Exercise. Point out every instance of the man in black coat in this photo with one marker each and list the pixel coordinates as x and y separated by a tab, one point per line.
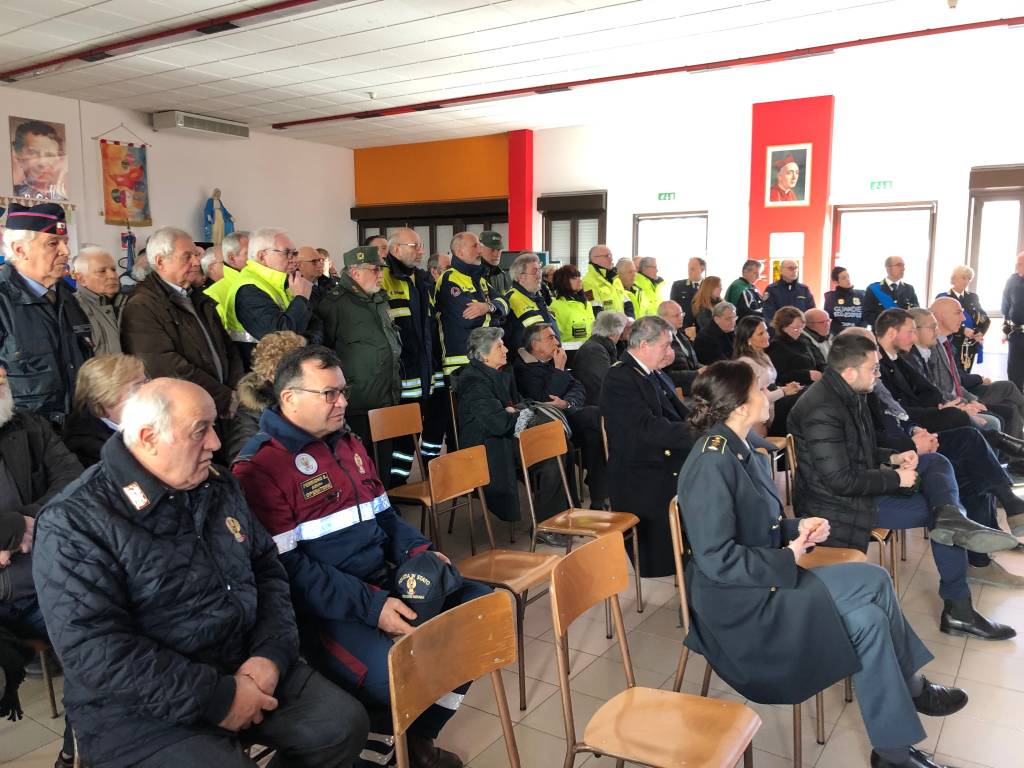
170	609
845	477
541	376
715	341
648	439
44	335
596	356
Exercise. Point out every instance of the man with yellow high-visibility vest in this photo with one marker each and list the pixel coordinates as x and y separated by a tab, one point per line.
269	294
464	301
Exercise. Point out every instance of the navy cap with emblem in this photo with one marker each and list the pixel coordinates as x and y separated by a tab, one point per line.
424	583
46	217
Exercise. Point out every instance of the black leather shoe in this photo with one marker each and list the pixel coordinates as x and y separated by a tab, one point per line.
918	760
939	700
977	626
954	529
423	754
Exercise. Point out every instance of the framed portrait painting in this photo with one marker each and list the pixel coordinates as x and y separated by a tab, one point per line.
787	178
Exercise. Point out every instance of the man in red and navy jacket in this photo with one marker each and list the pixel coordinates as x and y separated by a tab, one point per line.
314	487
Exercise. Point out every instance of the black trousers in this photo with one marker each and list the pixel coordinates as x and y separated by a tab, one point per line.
315	725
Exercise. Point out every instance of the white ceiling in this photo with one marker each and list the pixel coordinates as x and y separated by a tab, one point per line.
341	57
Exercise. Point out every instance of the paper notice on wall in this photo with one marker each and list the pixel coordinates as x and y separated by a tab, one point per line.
782	247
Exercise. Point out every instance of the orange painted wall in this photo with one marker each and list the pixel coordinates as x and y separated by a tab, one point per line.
457	169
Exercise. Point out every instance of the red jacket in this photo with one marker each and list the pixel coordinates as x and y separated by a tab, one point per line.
325	506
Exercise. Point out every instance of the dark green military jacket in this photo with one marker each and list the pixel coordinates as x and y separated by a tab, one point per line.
359	329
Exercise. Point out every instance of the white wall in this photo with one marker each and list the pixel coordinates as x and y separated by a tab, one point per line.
265	180
919	113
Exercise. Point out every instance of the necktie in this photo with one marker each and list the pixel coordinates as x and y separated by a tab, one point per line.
952	367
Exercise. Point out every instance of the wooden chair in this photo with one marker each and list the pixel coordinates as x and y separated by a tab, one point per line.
42	648
464	473
645	725
825	556
885	538
548	441
406	421
462	644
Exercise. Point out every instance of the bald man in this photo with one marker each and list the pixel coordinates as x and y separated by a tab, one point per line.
786	291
┄┄┄┄┄┄
_Exercise objective_
The response should consist only of the lines from the one containing "Exercise. Point out every instance of the dark" to the end of the material above, both included.

_Task response_
Exercise. Point out every instance of the dark green military jacket in this photo with one marker each and list the pixel coordinates as x and y separated by a tab, one point per line.
359	329
Exercise. Point out every instance of the white wall in this photo with one marker each and list the pixel coordinates as x and y separated by a tab, one point per line.
265	180
919	113
Exercise. Point out every instance of the necktie in this photo with one marker each and list the pixel coordinates as x and y separated by a tab, one point per line.
952	367
Exercise. Point out every instance of the wooden chair in this photo with one marker each and list the pixel coordinates as x and y separated by a tab, one point per line.
42	648
464	473
645	725
825	556
885	538
548	441
406	421
462	644
Exercise. Point out every instance of the bald man in this photo with one marker each and list the pixel coordinates as x and y separated by a tab, one point per line.
786	291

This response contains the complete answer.